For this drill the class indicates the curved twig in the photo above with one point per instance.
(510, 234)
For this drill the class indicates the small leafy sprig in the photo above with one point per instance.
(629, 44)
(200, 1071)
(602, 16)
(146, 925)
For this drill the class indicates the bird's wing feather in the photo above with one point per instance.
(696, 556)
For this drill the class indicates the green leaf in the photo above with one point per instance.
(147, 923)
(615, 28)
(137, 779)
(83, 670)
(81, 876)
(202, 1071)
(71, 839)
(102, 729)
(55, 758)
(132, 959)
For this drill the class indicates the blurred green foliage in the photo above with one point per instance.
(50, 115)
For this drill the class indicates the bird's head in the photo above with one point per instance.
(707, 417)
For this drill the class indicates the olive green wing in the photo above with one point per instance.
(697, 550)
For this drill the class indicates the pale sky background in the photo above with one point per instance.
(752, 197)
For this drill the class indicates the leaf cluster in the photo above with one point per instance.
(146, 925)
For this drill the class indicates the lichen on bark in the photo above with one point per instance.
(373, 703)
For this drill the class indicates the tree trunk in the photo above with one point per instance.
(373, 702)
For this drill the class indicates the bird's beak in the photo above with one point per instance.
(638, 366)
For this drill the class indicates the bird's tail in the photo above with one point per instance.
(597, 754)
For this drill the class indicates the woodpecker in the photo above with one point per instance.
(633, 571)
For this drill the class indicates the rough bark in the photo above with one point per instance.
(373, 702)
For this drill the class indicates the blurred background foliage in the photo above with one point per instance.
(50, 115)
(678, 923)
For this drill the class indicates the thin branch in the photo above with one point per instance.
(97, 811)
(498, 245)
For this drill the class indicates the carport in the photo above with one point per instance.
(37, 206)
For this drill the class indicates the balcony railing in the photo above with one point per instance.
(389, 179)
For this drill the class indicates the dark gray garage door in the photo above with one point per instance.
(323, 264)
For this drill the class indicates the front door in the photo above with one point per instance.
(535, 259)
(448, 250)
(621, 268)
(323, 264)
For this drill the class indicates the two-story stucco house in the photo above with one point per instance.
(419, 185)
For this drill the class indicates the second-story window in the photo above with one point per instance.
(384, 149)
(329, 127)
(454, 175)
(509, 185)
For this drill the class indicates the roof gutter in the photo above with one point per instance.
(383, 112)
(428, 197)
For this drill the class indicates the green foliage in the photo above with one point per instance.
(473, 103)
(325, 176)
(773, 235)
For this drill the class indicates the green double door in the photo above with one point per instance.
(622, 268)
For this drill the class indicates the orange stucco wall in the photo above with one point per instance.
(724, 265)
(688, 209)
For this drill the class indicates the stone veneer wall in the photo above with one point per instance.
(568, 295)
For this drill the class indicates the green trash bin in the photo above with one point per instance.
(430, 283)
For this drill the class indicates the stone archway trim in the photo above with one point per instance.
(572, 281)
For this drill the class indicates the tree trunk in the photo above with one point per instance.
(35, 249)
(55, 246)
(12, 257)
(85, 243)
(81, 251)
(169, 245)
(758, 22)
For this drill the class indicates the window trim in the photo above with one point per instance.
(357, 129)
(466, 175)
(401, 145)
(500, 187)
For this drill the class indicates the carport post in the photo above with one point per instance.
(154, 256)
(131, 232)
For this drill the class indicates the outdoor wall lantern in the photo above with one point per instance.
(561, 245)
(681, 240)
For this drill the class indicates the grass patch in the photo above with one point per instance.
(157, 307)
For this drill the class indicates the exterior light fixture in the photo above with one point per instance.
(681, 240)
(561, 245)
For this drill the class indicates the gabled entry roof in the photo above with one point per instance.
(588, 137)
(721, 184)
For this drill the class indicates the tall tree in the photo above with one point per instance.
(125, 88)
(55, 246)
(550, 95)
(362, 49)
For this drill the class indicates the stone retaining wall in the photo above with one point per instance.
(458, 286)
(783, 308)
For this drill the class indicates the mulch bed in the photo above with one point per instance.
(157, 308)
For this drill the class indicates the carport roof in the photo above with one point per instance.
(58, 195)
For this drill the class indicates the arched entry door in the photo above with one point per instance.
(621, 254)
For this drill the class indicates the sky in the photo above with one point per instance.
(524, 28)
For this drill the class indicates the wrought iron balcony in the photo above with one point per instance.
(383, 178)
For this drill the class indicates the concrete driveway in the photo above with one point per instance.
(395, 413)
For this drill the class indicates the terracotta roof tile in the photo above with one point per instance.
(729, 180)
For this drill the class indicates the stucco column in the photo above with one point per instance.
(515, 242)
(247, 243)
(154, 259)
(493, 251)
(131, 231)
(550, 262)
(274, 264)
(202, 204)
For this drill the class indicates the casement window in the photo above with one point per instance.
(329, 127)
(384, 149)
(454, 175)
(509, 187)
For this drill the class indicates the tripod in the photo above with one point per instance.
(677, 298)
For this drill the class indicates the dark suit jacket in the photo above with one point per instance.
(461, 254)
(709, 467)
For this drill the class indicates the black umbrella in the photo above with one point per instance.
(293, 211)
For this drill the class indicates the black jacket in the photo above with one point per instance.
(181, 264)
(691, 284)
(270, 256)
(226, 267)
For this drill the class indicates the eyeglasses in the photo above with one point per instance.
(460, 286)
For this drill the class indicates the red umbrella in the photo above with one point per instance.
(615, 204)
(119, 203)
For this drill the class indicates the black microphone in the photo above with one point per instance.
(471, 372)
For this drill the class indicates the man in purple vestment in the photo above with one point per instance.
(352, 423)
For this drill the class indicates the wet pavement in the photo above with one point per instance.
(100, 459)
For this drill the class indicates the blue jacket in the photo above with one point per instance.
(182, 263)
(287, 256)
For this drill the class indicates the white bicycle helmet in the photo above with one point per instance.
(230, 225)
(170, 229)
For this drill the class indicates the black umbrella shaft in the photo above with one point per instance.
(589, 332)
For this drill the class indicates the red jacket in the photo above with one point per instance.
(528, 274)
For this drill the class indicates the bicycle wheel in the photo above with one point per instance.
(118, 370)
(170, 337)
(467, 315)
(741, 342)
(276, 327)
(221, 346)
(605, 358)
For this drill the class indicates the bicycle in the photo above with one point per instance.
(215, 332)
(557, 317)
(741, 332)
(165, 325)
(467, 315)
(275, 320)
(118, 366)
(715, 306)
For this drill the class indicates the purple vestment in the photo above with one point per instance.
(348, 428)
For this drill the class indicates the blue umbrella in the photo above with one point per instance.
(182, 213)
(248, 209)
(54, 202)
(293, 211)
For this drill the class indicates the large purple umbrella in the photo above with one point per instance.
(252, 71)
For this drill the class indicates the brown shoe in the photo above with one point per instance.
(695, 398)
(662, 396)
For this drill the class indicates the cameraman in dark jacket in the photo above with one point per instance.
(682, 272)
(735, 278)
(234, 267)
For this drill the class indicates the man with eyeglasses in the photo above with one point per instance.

# TASK REQUIREMENTS:
Extract the complete set of records unchanged.

# SOLUTION FOR THIS PROBLEM:
For this drill the class indicates the curved twig in the photo above with one point per instance.
(510, 234)
For this drill the class indicates the small leafy sprig in the photo above with one point per instance.
(629, 44)
(200, 1071)
(602, 16)
(146, 925)
For this drill the class indicates the bird's wing feather in the photo above with one point per instance.
(696, 556)
For this drill the class indicates the green leaf in the photo above with one point per instance.
(147, 923)
(615, 28)
(137, 779)
(83, 670)
(81, 876)
(202, 1071)
(71, 839)
(102, 729)
(55, 758)
(132, 959)
For this drill the class indicates the blurred green foliage in the photo above with one point per instance.
(50, 115)
For this drill the class indicates the bird's head in the photo above with one point per instance.
(707, 417)
For this drill the class indicates the olive green wing in the photo above with one point per instance.
(697, 550)
For this drill the class indicates the pale sky background in the photo above with one point per instance.
(752, 197)
For this drill the class indicates the leaf cluster in the photo above with one point per instance.
(146, 925)
For this drill the class indicates the lichen on bark in the photo above with one point per instance.
(373, 703)
For this drill the class indicates the tree trunk in the photo above with one point per instance.
(373, 702)
For this drill the class indicates the bird's beak in the photo above with one point per instance.
(638, 366)
For this drill the class indicates the bird's tail in the photo above with one point per instance.
(597, 754)
For this drill the class indicates the woodpecker in the photo above with one point per instance.
(633, 571)
For this drill the class indicates the rough bark in the photo above with one point per instance.
(373, 702)
For this drill the class indicates the blurred background foliage in the photo above with one point per instance.
(50, 115)
(678, 923)
For this drill the class indicates the thin branch in the photo above with one point per instance.
(97, 811)
(498, 245)
For this drill the class indicates the carport in the photo above with one point per instance.
(37, 206)
For this drill the class indicates the balcony railing in the photo above with one point per instance.
(389, 179)
For this drill the class indicates the dark gray garage door in the photo above with one point per instance.
(323, 264)
For this drill the class indicates the front door in the photo above with one point per instance.
(535, 259)
(448, 250)
(621, 268)
(323, 264)
For this drill the class indicates the two-story stucco house in the photo above with one point per instance.
(419, 185)
For this drill the class indicates the second-story window in the photo above with one point per instance.
(384, 149)
(329, 127)
(454, 175)
(509, 185)
For this drill the class indicates the roof gutter in the photo above with one point per instance.
(383, 112)
(428, 197)
For this drill the class indicates the green foliage in the photo above with one point per instance.
(473, 103)
(325, 176)
(773, 235)
For this drill the class indicates the green double door in the photo above with one point per instance.
(622, 268)
For this drill the class indicates the orange stucco wall in the photo above with one point per instance.
(724, 265)
(688, 209)
For this drill the class indicates the stone veneer wall in the photo above with one point per instance.
(568, 295)
For this drill the class indicates the green trash bin in the photo above with one point per instance.
(430, 283)
For this drill the class indicates the stone archway trim in the photo above with one point per instance.
(572, 281)
For this drill the class indicates the tree trunk in the photo above with one point per instance.
(35, 249)
(55, 246)
(12, 257)
(85, 243)
(81, 251)
(169, 245)
(758, 22)
For this drill the class indicates the window trim in the photo above with one point per instance.
(357, 129)
(466, 175)
(401, 145)
(500, 187)
For this drill the class indicates the carport post in the photo above with one point per instance.
(154, 256)
(131, 232)
For this drill the class indicates the outdoor wall lantern in the photo above with one point per instance.
(561, 245)
(681, 240)
For this drill the class indicates the grass patch in the photo above with one point per instance.
(157, 307)
For this drill the class indicates the exterior light fixture in the photo above with one point per instance.
(681, 240)
(561, 245)
For this drill the class indicates the gabled entry roof in the photo above with one point per instance.
(588, 137)
(721, 184)
For this drill the class indicates the tall tree in the photo above with one point per instance.
(125, 88)
(55, 246)
(550, 95)
(362, 49)
For this drill the class indicates the stone retaining wall in the photo above with one point per instance.
(458, 286)
(783, 308)
For this drill the class indicates the mulch bed in the photo above with one point per instance.
(157, 308)
For this drill the class indicates the carport roof in the photo above with one point per instance.
(58, 195)
For this drill the class indicates the arched entry door in the photo above with one point per instance.
(621, 254)
For this drill the class indicates the sky in the photo above with one point per instance.
(524, 28)
For this drill the class indicates the wrought iron balcony in the photo above with one point per instance.
(383, 178)
For this drill the class indicates the concrete driveway in the photo above with one point per instance.
(395, 413)
For this drill the class indicates the terracotta roof tile in the photo above with one point per instance.
(729, 180)
For this drill the class indicates the stucco column in the photo above with one point per instance.
(515, 242)
(247, 243)
(154, 259)
(493, 251)
(131, 231)
(550, 262)
(274, 264)
(202, 204)
For this drill the class indicates the casement window in the photo above with one point per instance.
(329, 127)
(384, 149)
(454, 175)
(509, 187)
For this drill the class indicates the tripod in the photo above with one point per instance.
(677, 298)
For this drill the class indicates the dark suit jacket in the photo above with one point per instance.
(461, 254)
(709, 467)
For this drill the class indicates the black umbrella in the photo above with one point per instance.
(293, 211)
For this drill the class indicates the black jacket in the photo above with one point per instance.
(181, 264)
(691, 284)
(270, 256)
(226, 267)
For this drill the class indicates the eyeglasses in the photo above with one point per instance.
(460, 286)
For this drill the class indicates the red umbrella in the photo above with one point per instance.
(615, 204)
(119, 203)
For this drill the class indicates the black microphone in the photo above with one point per instance.
(471, 372)
For this drill the class indicates the man in purple vestment in the photo above with one point per instance.
(352, 423)
For this drill the class indicates the wet pavement in the photo above with one point per instance.
(100, 459)
For this drill the class indicates the blue jacket in the photo above with one point per instance.
(182, 263)
(287, 256)
For this drill the class indicates the white bicycle helmet in the photo above with one point per instance.
(230, 225)
(170, 229)
For this drill the class indicates the black umbrella shaft in the photo above with one point per instance.
(589, 332)
For this drill the class indicates the red jacket in the photo above with one point per instance.
(528, 274)
For this drill the class indicates the bicycle wheel in the photo above with one point per instance.
(118, 370)
(170, 337)
(467, 315)
(741, 342)
(276, 327)
(221, 346)
(605, 358)
For this drill the class indicates the bicycle in the photo above with one point per instance.
(215, 332)
(557, 317)
(741, 332)
(165, 325)
(467, 315)
(275, 320)
(118, 366)
(715, 306)
For this drill the class indicates the purple vestment in the photo above with one point per instance.
(348, 428)
For this drill the class indicates the blue umbrella in the photo above with one point per instance.
(182, 213)
(248, 209)
(54, 202)
(293, 211)
For this drill the class indicates the large purple umbrella in the photo above with one point per instance.
(252, 71)
For this drill the class indicates the brown shoe in the photo above with one point per instance.
(695, 398)
(662, 396)
For this drill the class indicates the cameraman in dark jacket in the photo above with one point per instance.
(682, 272)
(735, 278)
(234, 267)
For this drill the class indicates the man with eyeglasses in the photo above with one point per instance.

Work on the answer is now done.